▸ **Problem to solve**: Begin at the line that contains "Mark the large" and repeat every line from there to the end of the records below, inclusive, without adding any other line.

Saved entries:
****

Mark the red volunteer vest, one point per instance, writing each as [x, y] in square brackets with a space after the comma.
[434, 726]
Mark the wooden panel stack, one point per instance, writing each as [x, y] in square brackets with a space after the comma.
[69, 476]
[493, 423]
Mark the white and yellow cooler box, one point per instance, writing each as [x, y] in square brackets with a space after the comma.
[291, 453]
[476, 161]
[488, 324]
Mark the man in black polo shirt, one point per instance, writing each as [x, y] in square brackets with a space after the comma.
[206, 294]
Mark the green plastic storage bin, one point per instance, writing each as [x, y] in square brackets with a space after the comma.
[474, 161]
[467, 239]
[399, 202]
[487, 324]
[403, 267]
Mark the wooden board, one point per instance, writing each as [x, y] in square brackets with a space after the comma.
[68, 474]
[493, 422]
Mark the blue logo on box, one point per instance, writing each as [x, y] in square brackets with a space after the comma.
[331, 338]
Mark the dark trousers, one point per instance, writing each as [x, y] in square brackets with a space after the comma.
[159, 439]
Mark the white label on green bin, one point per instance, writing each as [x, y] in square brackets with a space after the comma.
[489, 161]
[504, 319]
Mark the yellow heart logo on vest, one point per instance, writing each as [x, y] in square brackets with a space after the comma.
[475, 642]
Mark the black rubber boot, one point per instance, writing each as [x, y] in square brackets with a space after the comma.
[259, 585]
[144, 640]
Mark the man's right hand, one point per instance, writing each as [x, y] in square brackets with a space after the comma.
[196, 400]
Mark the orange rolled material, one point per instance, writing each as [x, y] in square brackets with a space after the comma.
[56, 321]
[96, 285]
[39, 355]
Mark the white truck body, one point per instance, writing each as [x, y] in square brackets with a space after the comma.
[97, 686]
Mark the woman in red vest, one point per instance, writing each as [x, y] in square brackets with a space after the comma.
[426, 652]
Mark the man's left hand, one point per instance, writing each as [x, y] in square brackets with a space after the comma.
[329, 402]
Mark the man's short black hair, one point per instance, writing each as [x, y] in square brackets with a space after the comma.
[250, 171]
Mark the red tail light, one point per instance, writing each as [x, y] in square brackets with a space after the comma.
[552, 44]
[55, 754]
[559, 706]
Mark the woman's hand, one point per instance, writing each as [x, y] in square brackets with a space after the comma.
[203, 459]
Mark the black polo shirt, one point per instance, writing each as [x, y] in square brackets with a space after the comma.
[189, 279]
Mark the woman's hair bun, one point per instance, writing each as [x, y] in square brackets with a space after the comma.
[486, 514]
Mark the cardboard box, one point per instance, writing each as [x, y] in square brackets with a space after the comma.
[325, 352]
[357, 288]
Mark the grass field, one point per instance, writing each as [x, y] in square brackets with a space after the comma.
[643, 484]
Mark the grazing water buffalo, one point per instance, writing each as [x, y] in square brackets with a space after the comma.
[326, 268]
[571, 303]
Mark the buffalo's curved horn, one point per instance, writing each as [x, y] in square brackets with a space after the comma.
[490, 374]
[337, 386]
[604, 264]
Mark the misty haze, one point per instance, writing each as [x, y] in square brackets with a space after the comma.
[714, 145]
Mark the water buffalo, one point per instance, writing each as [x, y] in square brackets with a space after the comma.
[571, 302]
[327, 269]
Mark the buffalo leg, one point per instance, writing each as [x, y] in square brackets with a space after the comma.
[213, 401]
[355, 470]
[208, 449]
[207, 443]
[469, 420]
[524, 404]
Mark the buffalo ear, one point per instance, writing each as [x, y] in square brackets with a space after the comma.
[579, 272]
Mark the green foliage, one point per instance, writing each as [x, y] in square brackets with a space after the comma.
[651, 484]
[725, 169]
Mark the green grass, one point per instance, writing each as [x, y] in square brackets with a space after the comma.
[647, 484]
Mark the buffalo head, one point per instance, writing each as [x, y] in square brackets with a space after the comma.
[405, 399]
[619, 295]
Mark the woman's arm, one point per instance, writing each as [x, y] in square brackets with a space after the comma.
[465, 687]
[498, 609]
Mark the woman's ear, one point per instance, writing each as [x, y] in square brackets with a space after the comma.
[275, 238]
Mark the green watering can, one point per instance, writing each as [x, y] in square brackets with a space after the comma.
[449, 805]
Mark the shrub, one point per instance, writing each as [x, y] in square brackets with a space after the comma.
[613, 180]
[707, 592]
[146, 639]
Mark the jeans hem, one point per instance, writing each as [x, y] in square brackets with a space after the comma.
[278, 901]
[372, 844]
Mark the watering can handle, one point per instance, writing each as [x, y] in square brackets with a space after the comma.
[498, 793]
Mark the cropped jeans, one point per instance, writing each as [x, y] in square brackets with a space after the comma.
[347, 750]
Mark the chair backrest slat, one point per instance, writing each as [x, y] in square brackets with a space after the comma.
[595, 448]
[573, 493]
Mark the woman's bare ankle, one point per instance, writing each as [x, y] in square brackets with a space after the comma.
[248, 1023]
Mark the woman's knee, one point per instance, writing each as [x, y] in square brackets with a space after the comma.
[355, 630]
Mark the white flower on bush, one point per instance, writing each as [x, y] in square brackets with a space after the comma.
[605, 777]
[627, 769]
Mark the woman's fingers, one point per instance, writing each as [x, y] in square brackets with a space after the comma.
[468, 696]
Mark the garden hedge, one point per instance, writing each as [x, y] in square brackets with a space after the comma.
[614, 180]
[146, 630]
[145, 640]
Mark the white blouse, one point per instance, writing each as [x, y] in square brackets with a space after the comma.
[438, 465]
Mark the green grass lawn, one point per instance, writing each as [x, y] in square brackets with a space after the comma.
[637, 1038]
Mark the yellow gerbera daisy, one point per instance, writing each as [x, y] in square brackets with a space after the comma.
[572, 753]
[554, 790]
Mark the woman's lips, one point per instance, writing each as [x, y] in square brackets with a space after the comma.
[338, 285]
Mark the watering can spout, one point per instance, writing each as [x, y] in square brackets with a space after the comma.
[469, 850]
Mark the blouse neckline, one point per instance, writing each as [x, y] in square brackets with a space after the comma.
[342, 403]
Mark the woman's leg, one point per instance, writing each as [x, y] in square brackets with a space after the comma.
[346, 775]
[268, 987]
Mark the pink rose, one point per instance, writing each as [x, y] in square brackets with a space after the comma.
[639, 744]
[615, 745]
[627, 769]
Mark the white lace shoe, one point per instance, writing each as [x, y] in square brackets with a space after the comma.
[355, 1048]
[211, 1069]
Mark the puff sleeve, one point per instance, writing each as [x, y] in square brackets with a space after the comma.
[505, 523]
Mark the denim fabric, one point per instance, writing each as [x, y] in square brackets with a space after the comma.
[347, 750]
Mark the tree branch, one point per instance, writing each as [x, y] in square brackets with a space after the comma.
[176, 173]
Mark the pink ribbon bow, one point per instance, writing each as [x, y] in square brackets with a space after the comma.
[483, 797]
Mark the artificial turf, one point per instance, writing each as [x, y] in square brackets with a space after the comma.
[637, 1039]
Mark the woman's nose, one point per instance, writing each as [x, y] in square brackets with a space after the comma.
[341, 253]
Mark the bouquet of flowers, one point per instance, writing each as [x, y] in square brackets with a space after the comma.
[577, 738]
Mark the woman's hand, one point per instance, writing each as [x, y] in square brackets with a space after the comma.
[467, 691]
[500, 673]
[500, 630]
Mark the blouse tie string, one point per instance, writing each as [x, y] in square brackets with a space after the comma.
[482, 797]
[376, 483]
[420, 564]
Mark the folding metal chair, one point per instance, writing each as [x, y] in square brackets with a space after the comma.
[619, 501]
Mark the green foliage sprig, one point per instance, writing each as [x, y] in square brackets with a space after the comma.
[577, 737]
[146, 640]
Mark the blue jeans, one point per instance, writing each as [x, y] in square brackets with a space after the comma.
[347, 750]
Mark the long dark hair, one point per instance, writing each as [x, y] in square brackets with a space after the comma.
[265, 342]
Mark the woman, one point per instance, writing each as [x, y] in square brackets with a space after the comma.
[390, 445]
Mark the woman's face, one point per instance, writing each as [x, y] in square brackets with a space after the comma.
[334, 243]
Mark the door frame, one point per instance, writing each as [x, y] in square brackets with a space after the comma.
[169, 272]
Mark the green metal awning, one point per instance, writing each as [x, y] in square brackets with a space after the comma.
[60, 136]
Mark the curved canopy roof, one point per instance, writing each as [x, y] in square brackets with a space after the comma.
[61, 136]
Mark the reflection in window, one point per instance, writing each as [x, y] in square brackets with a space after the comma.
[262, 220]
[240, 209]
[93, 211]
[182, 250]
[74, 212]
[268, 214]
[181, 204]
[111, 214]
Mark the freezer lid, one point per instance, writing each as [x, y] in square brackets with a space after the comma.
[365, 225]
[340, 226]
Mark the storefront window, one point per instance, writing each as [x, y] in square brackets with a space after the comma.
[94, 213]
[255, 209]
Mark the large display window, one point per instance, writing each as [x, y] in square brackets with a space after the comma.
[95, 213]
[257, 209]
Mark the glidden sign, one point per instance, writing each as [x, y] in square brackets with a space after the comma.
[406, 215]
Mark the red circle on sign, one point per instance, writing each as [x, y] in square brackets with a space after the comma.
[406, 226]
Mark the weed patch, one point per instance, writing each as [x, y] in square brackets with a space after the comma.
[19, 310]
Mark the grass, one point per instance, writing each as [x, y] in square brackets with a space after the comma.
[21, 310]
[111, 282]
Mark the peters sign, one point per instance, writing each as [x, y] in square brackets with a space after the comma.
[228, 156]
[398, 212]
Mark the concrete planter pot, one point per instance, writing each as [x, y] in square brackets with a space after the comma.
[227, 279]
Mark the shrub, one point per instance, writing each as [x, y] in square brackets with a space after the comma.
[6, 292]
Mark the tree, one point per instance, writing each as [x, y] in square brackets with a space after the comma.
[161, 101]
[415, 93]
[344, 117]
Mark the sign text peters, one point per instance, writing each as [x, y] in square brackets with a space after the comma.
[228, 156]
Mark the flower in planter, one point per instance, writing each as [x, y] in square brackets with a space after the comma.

****

▸ **Answer to the problem**:
Mark the large display window, one point per instance, writing each as [x, y] in square brackets with a space after the comma.
[95, 213]
[257, 209]
Mark the glidden sign, one point per instance, writing each as [x, y] in square brackets with a space after the comma.
[406, 215]
Mark the red circle on sign, one point per instance, writing each as [x, y] in square brackets with a space after the comma.
[406, 226]
Mark the weed patch, one point per instance, writing each as [x, y] in square brackets with a space after the comma.
[19, 310]
Mark the grass, one point per instance, writing each as [x, y] in square brackets with a space after the comma.
[21, 310]
[111, 282]
Mark the peters sign, one point per instance, writing each as [x, y] in square brackets with a space after the comma.
[228, 156]
[398, 212]
Mark the concrete planter pot, one point per instance, writing each as [x, y] in square brackets with a space after the comma.
[227, 279]
Mark the shrub, one point per instance, writing each as [x, y] in square brackets with a space after the comma.
[6, 292]
Mark the tree, one point per instance, writing each as [x, y] in square brackets with a space after the comma.
[161, 101]
[415, 93]
[344, 117]
Mark the sign text peters, one point per instance, writing each as [x, y] in square brackets with a space after the comma.
[228, 156]
Mark the flower in planter, one point per instance, writing each as [x, y] in square brackets with a space after the comma.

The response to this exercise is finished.